Render the material below, from the line containing "Could you please point out the blue sky" through the end, inclusive, as a Markdown table with the columns Row and Line, one numbered row per line, skipping blank lines and leaving out the pictures.

● **Material shown**:
• • • • • • •

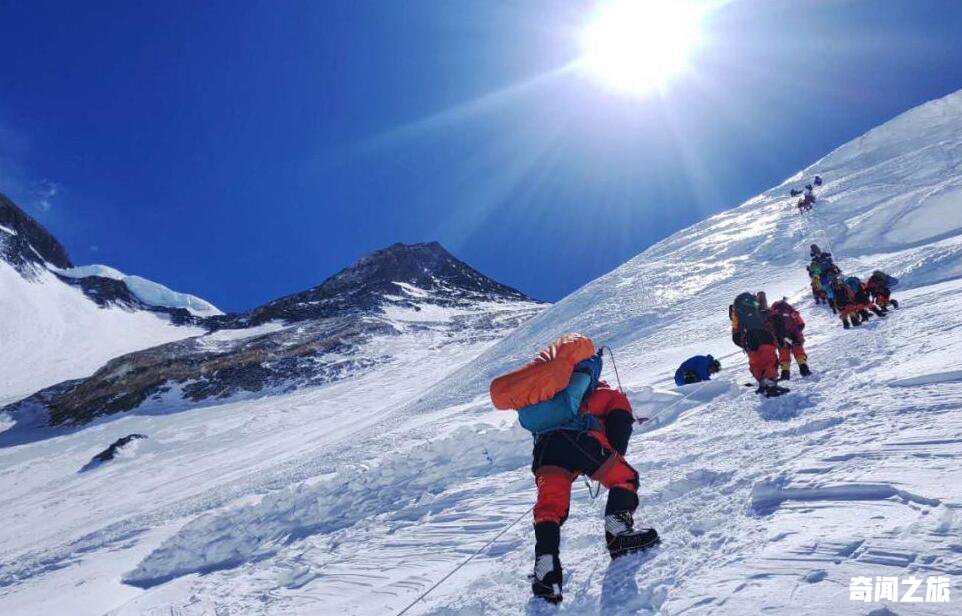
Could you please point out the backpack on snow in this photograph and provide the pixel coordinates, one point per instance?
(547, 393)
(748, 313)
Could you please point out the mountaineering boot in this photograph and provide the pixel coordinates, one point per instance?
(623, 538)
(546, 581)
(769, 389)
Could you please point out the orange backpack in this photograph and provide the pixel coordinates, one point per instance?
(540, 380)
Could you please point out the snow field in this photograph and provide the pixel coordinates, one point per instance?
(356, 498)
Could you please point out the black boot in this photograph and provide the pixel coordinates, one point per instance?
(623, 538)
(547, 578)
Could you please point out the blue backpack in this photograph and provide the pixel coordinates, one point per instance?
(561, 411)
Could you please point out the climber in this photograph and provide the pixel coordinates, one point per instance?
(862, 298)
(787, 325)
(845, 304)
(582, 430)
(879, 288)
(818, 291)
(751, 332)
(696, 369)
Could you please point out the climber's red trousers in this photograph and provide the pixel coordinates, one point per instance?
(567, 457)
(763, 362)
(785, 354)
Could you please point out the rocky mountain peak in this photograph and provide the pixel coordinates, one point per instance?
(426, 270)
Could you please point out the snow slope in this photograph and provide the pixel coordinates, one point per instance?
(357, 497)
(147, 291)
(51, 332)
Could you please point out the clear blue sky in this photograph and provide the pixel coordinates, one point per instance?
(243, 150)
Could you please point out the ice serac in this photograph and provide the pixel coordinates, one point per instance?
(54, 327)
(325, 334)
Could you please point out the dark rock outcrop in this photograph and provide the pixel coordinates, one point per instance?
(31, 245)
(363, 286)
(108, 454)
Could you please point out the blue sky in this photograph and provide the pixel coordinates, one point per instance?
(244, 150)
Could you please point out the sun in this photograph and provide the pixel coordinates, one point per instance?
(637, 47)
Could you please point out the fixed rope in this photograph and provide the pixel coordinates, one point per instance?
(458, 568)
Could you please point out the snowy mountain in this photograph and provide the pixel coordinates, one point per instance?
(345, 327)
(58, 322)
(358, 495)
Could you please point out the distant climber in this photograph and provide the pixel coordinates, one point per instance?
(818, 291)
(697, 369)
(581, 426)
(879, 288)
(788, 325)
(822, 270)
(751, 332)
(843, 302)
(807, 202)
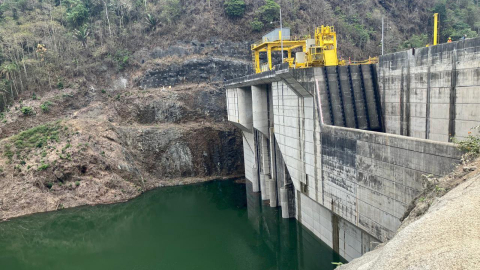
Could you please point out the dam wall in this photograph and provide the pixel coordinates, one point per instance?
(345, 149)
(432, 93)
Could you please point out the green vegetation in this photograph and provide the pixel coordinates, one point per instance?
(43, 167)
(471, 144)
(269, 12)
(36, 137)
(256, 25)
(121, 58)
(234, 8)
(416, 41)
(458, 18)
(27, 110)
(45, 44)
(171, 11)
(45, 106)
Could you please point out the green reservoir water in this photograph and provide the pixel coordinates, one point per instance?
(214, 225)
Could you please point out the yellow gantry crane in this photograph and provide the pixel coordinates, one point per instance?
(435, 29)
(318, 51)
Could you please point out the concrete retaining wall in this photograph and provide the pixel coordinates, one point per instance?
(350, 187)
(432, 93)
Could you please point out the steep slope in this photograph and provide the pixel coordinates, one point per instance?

• • • • • • •

● **Task answer**:
| Row | Line |
|---|---|
| 1 | Could you please point out the blue sky in this photograph and provide the pixel coordinates, one point per instance? |
| 2 | (244, 150) |
| 3 | Could you please point out the sun in this photograph and provide the pixel coordinates, one point per instance? |
| 4 | (637, 47) |
| 5 | Could you please point out the fixed rope in this photograph and provide the pixel coordinates, one point per instance? |
| 6 | (458, 568) |
| 7 | Could you please point out the snowy mountain in this photograph and provide the pixel coordinates, one point per instance? |
| 8 | (345, 327) |
| 9 | (58, 322) |
| 10 | (358, 495) |
| 11 | Could you please point out the distant climber in this photograph and provide the pixel coordinates, one point per instance? |
| 12 | (818, 291) |
| 13 | (697, 369) |
| 14 | (581, 426) |
| 15 | (879, 288) |
| 16 | (788, 325) |
| 17 | (822, 270) |
| 18 | (751, 332) |
| 19 | (843, 302) |
| 20 | (807, 202) |
| 21 | Could you please point out the dam wall in this photograph and provide the pixel coordinates, one point per instance? |
| 22 | (345, 149) |
| 23 | (432, 93) |
| 24 | Could you please point out the green vegetation in this photograph and provide the pixel coordinates, one point per instance? |
| 25 | (43, 167) |
| 26 | (471, 144) |
| 27 | (269, 12) |
| 28 | (36, 137) |
| 29 | (256, 25) |
| 30 | (121, 58) |
| 31 | (234, 8) |
| 32 | (416, 41) |
| 33 | (458, 18) |
| 34 | (27, 110) |
| 35 | (45, 44) |
| 36 | (171, 11) |
| 37 | (45, 106) |
| 38 | Could you please point out the green reservoir water in this photograph and provide the pixel coordinates, one point per instance? |
| 39 | (214, 225) |
| 40 | Could you please point out the yellow gantry crane in this photograph and provide the pixel coordinates, one point per instance? |
| 41 | (435, 29) |
| 42 | (318, 51) |
| 43 | Could you please point out the concrete retaining wall in this photograph and provide the pixel coordinates, one point per instance? |
| 44 | (350, 187) |
| 45 | (432, 93) |
| 46 | Could you please point out the steep slope in this photograph and provide the pixel coordinates, one point per instance? |